Please rewrite every one of the lines below as a Markdown table with the columns "No." for the row number and "Line" for the line itself, skipping blank lines and leaving the pictures out.

RECORDS:
※ ※ ※
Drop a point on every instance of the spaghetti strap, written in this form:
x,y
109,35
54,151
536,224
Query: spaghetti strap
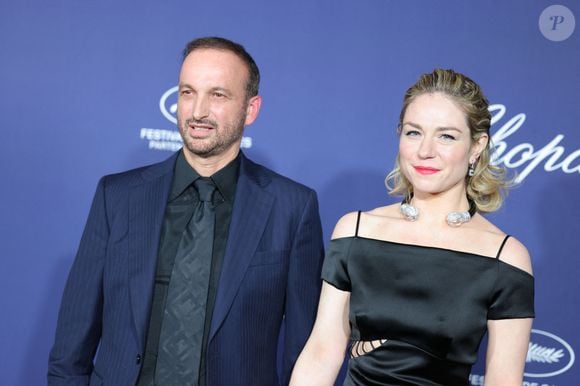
x,y
357,223
501,246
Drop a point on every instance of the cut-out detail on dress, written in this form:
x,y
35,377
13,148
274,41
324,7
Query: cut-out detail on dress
x,y
361,347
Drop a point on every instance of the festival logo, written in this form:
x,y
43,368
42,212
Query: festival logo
x,y
166,139
548,355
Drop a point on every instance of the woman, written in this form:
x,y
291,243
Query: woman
x,y
414,286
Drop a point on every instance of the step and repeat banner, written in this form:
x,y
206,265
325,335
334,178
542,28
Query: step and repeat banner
x,y
88,88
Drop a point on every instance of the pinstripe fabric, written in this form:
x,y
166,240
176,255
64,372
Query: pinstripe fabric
x,y
271,268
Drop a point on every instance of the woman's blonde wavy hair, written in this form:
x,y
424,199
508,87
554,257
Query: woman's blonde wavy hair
x,y
487,188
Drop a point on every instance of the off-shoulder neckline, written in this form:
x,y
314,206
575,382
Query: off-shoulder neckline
x,y
490,258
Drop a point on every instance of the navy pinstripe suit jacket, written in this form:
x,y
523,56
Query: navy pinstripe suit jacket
x,y
270,273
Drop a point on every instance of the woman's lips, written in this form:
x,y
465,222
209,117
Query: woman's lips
x,y
426,170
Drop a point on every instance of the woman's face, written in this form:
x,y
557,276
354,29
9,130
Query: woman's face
x,y
435,145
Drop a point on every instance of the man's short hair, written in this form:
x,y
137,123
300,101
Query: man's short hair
x,y
218,43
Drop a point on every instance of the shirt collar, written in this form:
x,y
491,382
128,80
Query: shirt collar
x,y
225,179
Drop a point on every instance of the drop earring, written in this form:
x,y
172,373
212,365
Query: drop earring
x,y
471,169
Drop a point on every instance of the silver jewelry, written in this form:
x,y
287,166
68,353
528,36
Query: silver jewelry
x,y
471,170
454,219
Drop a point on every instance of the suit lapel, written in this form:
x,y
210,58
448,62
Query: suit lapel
x,y
147,202
250,214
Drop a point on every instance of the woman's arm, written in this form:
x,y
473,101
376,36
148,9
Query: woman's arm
x,y
508,339
323,355
507,348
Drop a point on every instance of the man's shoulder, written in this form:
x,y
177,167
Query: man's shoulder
x,y
139,174
275,180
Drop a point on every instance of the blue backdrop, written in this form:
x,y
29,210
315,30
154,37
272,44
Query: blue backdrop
x,y
86,90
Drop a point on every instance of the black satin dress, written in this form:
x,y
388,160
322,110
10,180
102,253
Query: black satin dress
x,y
430,304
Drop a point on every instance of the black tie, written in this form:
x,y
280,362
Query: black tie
x,y
184,317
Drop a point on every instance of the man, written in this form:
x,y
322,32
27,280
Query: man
x,y
187,268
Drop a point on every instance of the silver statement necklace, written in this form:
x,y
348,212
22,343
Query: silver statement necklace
x,y
454,219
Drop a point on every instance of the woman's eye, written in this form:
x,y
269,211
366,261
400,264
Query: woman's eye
x,y
448,137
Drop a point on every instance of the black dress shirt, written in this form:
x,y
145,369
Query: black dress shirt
x,y
181,203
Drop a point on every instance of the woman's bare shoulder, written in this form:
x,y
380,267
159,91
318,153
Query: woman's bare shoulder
x,y
514,252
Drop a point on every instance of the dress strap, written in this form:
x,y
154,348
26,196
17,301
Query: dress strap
x,y
501,246
357,223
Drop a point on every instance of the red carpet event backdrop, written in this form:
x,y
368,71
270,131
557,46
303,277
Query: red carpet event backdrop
x,y
88,88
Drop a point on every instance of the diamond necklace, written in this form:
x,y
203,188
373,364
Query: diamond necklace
x,y
454,219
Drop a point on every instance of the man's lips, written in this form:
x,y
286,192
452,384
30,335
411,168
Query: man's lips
x,y
426,170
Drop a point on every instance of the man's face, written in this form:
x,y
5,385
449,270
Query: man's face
x,y
212,105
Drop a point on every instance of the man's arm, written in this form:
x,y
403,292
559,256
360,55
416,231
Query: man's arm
x,y
303,288
78,329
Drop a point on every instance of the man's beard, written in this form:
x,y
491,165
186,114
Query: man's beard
x,y
222,139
※ ※ ※
COMPLETE RESPONSE:
| No. | Line |
|---|---|
| 1 | Drop a point on every instance of the spaghetti strap, written in this form: |
| 2 | x,y |
| 3 | 109,35 |
| 4 | 54,151 |
| 5 | 536,224 |
| 6 | Query: spaghetti strap |
| 7 | x,y |
| 8 | 357,223 |
| 9 | 501,246 |
| 10 | Drop a point on every instance of the cut-out detail on dress, written in this form: |
| 11 | x,y |
| 12 | 35,377 |
| 13 | 13,148 |
| 14 | 274,41 |
| 15 | 324,7 |
| 16 | Query: cut-out detail on dress |
| 17 | x,y |
| 18 | 361,347 |
| 19 | Drop a point on every instance of the festival logo, written in this form: |
| 20 | x,y |
| 21 | 43,368 |
| 22 | 42,212 |
| 23 | Query: festival logo |
| 24 | x,y |
| 25 | 166,139 |
| 26 | 548,355 |
| 27 | Drop a point on every instance of the woman, written in this form: |
| 28 | x,y |
| 29 | 291,243 |
| 30 | Query: woman |
| 31 | x,y |
| 32 | 414,286 |
| 33 | Drop a point on every instance of the step and repeat banner, written in this form: |
| 34 | x,y |
| 35 | 206,265 |
| 36 | 325,335 |
| 37 | 334,178 |
| 38 | 542,28 |
| 39 | Query: step and repeat banner |
| 40 | x,y |
| 41 | 88,88 |
| 42 | Drop a point on every instance of the pinstripe fabric, written in this form: |
| 43 | x,y |
| 44 | 166,240 |
| 45 | 176,255 |
| 46 | 64,372 |
| 47 | Query: pinstripe fabric |
| 48 | x,y |
| 49 | 271,268 |
| 50 | Drop a point on every instance of the woman's blonde wavy hair, written in this form: |
| 51 | x,y |
| 52 | 424,199 |
| 53 | 508,87 |
| 54 | 554,257 |
| 55 | Query: woman's blonde wavy hair |
| 56 | x,y |
| 57 | 487,188 |
| 58 | Drop a point on every instance of the off-shoulder neckline, written in this form: |
| 59 | x,y |
| 60 | 314,206 |
| 61 | 575,382 |
| 62 | Query: off-shoulder neckline |
| 63 | x,y |
| 64 | 490,258 |
| 65 | Drop a point on every instance of the navy pinstripe suit jacket, written in this form: |
| 66 | x,y |
| 67 | 523,56 |
| 68 | Query: navy pinstripe suit jacket |
| 69 | x,y |
| 70 | 270,273 |
| 71 | Drop a point on every instance of the woman's lips, written in this form: |
| 72 | x,y |
| 73 | 465,222 |
| 74 | 209,117 |
| 75 | Query: woman's lips |
| 76 | x,y |
| 77 | 426,170 |
| 78 | Drop a point on every instance of the woman's face, written in this form: |
| 79 | x,y |
| 80 | 557,276 |
| 81 | 354,29 |
| 82 | 9,130 |
| 83 | Query: woman's face |
| 84 | x,y |
| 85 | 435,145 |
| 86 | Drop a point on every instance of the man's short hair, written in this form: |
| 87 | x,y |
| 88 | 137,123 |
| 89 | 300,101 |
| 90 | Query: man's short hair |
| 91 | x,y |
| 92 | 218,43 |
| 93 | Drop a point on every instance of the shirt collar, written in this form: |
| 94 | x,y |
| 95 | 491,382 |
| 96 | 128,80 |
| 97 | Query: shirt collar |
| 98 | x,y |
| 99 | 225,179 |
| 100 | Drop a point on every instance of the drop earring, written in this form: |
| 101 | x,y |
| 102 | 172,373 |
| 103 | 212,365 |
| 104 | Query: drop earring |
| 105 | x,y |
| 106 | 471,169 |
| 107 | Drop a point on every instance of the silver jewelry, written in this form: |
| 108 | x,y |
| 109 | 287,166 |
| 110 | 68,353 |
| 111 | 528,36 |
| 112 | Query: silver jewelry |
| 113 | x,y |
| 114 | 471,170 |
| 115 | 454,219 |
| 116 | Drop a point on every instance of the suit lapel, written in this form: |
| 117 | x,y |
| 118 | 210,58 |
| 119 | 448,62 |
| 120 | Query: suit lapel |
| 121 | x,y |
| 122 | 147,202 |
| 123 | 250,214 |
| 124 | Drop a point on every instance of the woman's arm, written in this form: |
| 125 | x,y |
| 126 | 473,101 |
| 127 | 376,36 |
| 128 | 148,9 |
| 129 | Query: woman's arm |
| 130 | x,y |
| 131 | 508,339 |
| 132 | 323,355 |
| 133 | 507,348 |
| 134 | Drop a point on every instance of the man's shoulder, written in this form: |
| 135 | x,y |
| 136 | 177,167 |
| 137 | Query: man's shoulder |
| 138 | x,y |
| 139 | 139,174 |
| 140 | 275,180 |
| 141 | Drop a point on every instance of the blue backdrop, written in this form: |
| 142 | x,y |
| 143 | 29,210 |
| 144 | 315,30 |
| 145 | 154,37 |
| 146 | 272,44 |
| 147 | Query: blue backdrop |
| 148 | x,y |
| 149 | 86,90 |
| 150 | Drop a point on every instance of the black satin dress, written in this form: |
| 151 | x,y |
| 152 | 388,160 |
| 153 | 322,110 |
| 154 | 10,180 |
| 155 | 102,253 |
| 156 | Query: black satin dress |
| 157 | x,y |
| 158 | 430,304 |
| 159 | Drop a point on every instance of the black tie, written in this form: |
| 160 | x,y |
| 161 | 280,362 |
| 162 | Query: black tie |
| 163 | x,y |
| 164 | 184,317 |
| 165 | Drop a point on every instance of the man, written in this form: |
| 166 | x,y |
| 167 | 322,32 |
| 168 | 27,280 |
| 169 | Query: man |
| 170 | x,y |
| 171 | 187,268 |
| 172 | Drop a point on every instance of the silver statement necklace, written in this form: |
| 173 | x,y |
| 174 | 348,212 |
| 175 | 22,343 |
| 176 | Query: silver statement necklace |
| 177 | x,y |
| 178 | 454,219 |
| 179 | Drop a point on every instance of the woman's eye, written in this form: |
| 180 | x,y |
| 181 | 269,211 |
| 182 | 366,261 |
| 183 | 400,264 |
| 184 | Query: woman's eye |
| 185 | x,y |
| 186 | 448,137 |
| 187 | Drop a point on every instance of the black dress shirt, written in this form: |
| 188 | x,y |
| 189 | 145,369 |
| 190 | Query: black dress shirt |
| 191 | x,y |
| 192 | 181,203 |
| 193 | Drop a point on every instance of the woman's bare shoulder, written in this form: |
| 194 | x,y |
| 195 | 380,267 |
| 196 | 159,91 |
| 197 | 318,153 |
| 198 | Query: woman's bare shoulder |
| 199 | x,y |
| 200 | 514,252 |
| 201 | Drop a point on every instance of the dress strap, written in this form: |
| 202 | x,y |
| 203 | 154,348 |
| 204 | 26,196 |
| 205 | 17,301 |
| 206 | Query: dress strap |
| 207 | x,y |
| 208 | 501,246 |
| 209 | 357,223 |
| 210 | Drop a point on every instance of the red carpet event backdrop, written in this form: |
| 211 | x,y |
| 212 | 368,71 |
| 213 | 270,131 |
| 214 | 557,46 |
| 215 | 303,277 |
| 216 | Query: red carpet event backdrop |
| 217 | x,y |
| 218 | 88,88 |
| 219 | Drop a point on every instance of the diamond necklace, written in this form: |
| 220 | x,y |
| 221 | 203,188 |
| 222 | 373,364 |
| 223 | Query: diamond necklace |
| 224 | x,y |
| 225 | 454,219 |
| 226 | Drop a point on every instance of the man's lips, written in this form: |
| 227 | x,y |
| 228 | 286,192 |
| 229 | 452,384 |
| 230 | 30,335 |
| 231 | 411,168 |
| 232 | Query: man's lips |
| 233 | x,y |
| 234 | 426,170 |
| 235 | Drop a point on every instance of the man's face, written in this form: |
| 236 | x,y |
| 237 | 5,385 |
| 238 | 449,270 |
| 239 | Query: man's face |
| 240 | x,y |
| 241 | 212,105 |
| 242 | Drop a point on every instance of the man's arm, written in this form: |
| 243 | x,y |
| 244 | 403,292 |
| 245 | 559,256 |
| 246 | 360,55 |
| 247 | 416,231 |
| 248 | Query: man's arm |
| 249 | x,y |
| 250 | 303,288 |
| 251 | 78,329 |
| 252 | Drop a point on every instance of the man's beard, written in this form: |
| 253 | x,y |
| 254 | 491,165 |
| 255 | 186,114 |
| 256 | Query: man's beard |
| 257 | x,y |
| 258 | 222,139 |